-- Selected text --
——

Freebutnotfreeenough said:


> He owed me money for a job I helped him with (after the divorce)and he deliberately takes his time so he doesn't have to pay me so I can't leave but then tells me he wants me out. He must be in control no matter how it tortures me or breaks me completely down. He isn't physically abusive because he knows I can and will kick his ass if he even thinks about it.


I'm not completely convinced it's your EX who has the control issue.


----------



## D0nnivain (Mar 13, 2021)

Then file a complaint against him or at least file with the local department of labor. When you start taking responsibility for yourself things will get better.


----------



## Freebutnotfreeenough (Apr 18, 2021)

Casual Observer said:


> I'm not completely convinced it's your EX who has the control issue.


How is that? Every move I make is watched and monitored and if I do something he doesn't like, I'm verbally berated. How do you think I have a control issue?


----------



## jlg07 (Feb 24, 2017)

——

-- Dataset --
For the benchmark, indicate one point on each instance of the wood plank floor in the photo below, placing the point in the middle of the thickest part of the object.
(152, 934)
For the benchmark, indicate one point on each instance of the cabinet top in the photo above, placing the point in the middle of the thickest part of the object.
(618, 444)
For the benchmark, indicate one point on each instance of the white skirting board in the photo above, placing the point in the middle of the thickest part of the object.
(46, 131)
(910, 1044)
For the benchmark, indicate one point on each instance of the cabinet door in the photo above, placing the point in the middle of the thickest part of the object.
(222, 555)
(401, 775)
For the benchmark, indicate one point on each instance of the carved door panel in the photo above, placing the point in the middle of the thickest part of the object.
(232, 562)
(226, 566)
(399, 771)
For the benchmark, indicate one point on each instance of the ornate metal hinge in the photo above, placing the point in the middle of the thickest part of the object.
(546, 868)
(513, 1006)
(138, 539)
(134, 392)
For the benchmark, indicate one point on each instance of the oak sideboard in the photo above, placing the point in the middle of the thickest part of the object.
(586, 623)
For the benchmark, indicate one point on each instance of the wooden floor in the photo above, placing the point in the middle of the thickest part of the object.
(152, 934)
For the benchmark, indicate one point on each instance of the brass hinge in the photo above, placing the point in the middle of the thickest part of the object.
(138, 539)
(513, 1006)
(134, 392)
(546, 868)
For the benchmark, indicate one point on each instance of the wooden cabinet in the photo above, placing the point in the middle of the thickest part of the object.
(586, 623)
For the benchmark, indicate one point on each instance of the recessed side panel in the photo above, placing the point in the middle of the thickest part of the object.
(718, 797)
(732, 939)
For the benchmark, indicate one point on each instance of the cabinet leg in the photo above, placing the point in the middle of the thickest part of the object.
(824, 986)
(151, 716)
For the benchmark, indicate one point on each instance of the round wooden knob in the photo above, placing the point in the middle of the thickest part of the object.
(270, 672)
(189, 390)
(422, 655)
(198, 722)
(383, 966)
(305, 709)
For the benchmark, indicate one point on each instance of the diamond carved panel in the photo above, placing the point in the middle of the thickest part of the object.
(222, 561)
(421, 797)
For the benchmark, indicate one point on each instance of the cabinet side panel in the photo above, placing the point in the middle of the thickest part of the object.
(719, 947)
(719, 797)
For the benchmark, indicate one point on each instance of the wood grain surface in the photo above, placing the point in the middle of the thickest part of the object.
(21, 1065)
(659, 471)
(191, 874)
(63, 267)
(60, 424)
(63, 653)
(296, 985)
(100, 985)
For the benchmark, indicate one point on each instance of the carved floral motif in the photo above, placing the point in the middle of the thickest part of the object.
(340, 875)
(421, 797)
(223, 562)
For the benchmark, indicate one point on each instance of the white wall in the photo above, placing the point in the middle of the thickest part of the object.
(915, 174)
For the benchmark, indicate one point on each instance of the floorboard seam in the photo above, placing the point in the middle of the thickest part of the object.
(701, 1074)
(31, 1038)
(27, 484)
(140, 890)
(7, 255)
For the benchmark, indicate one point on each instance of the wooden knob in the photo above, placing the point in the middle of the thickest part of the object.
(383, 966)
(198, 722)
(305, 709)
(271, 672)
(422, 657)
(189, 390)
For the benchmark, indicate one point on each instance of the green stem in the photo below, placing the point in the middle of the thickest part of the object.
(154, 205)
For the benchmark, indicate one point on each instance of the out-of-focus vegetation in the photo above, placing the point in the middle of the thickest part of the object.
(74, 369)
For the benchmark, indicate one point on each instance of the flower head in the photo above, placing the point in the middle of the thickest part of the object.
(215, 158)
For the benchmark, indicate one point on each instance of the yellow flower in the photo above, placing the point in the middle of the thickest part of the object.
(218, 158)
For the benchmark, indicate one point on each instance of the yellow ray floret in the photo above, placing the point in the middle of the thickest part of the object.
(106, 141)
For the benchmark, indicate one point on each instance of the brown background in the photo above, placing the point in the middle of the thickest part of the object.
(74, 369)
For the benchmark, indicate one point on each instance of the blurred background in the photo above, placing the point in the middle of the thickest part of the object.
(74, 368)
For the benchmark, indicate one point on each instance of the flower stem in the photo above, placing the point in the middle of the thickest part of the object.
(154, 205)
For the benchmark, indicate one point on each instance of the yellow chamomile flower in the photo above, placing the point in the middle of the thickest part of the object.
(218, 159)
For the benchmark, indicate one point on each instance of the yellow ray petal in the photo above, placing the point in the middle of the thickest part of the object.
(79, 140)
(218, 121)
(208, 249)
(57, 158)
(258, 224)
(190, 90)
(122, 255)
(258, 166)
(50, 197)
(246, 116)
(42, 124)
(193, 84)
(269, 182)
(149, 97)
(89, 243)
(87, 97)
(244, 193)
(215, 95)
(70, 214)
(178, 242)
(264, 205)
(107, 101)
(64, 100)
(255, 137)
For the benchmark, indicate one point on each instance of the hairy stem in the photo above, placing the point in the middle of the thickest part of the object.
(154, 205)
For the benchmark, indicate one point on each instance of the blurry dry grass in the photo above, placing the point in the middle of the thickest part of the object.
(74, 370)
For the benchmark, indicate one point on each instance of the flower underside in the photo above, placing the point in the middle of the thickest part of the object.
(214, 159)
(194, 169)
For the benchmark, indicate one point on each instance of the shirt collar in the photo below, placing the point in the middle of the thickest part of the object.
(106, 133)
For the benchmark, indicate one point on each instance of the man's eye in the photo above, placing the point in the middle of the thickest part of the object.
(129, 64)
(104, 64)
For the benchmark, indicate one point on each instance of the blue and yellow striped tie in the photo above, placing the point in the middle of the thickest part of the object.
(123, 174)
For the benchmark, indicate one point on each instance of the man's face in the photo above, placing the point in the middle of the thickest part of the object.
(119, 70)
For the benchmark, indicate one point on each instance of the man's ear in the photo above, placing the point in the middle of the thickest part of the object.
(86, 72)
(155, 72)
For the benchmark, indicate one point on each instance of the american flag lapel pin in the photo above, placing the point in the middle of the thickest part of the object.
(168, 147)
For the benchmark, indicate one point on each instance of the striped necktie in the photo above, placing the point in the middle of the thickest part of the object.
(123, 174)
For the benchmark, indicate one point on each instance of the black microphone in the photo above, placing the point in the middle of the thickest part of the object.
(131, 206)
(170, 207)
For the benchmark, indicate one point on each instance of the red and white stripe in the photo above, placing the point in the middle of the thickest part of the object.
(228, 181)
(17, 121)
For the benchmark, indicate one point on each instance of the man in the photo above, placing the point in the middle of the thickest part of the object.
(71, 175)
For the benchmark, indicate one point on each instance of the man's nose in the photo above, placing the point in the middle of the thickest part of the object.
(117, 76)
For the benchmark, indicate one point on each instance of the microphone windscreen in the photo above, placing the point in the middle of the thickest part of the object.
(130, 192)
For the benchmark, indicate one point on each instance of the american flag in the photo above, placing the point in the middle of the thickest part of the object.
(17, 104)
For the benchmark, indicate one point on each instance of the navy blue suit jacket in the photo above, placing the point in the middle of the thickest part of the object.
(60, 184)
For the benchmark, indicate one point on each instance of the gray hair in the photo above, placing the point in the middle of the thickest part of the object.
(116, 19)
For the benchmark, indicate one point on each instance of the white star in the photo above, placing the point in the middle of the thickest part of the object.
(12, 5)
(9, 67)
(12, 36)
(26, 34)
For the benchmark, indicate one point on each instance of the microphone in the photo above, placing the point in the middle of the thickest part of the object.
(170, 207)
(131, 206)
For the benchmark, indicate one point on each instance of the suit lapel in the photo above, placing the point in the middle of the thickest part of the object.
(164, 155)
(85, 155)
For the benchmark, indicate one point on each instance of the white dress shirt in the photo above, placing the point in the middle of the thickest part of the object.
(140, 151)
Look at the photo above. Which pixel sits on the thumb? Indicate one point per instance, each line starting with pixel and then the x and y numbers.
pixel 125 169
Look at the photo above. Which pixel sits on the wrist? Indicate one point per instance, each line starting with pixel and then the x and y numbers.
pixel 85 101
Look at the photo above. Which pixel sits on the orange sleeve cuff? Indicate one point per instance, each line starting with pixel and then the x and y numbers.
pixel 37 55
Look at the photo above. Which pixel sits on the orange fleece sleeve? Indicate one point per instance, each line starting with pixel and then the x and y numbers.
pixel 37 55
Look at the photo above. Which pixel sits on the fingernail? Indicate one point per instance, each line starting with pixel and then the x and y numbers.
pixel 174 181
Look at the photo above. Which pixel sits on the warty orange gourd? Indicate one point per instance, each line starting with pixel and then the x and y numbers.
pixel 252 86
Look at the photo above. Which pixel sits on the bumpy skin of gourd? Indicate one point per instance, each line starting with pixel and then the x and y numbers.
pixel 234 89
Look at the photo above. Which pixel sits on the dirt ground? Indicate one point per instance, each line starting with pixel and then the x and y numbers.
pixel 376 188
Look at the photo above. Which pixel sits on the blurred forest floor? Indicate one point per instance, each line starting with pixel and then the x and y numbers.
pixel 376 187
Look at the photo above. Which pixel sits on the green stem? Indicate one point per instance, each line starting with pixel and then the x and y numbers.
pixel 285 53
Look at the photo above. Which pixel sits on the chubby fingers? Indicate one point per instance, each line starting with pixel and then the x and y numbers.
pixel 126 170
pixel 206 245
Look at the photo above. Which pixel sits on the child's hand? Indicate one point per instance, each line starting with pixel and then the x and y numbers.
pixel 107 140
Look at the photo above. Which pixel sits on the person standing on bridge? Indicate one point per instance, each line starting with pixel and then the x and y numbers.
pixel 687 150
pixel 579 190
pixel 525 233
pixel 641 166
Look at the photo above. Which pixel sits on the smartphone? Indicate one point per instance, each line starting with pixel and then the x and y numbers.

——

-- Exercise directions --
Translate this sentence from the forum thread into Spanish: "Every move I make is watched and monitored and if I do something he doesn't like, I'm verbally berated." The listing comes from a different source than the forum thread.

-- Answer to this problem --
Cada movimiento que hago es vigilado y controlado, y si hago algo que no le gusta, me reprende verbalmente.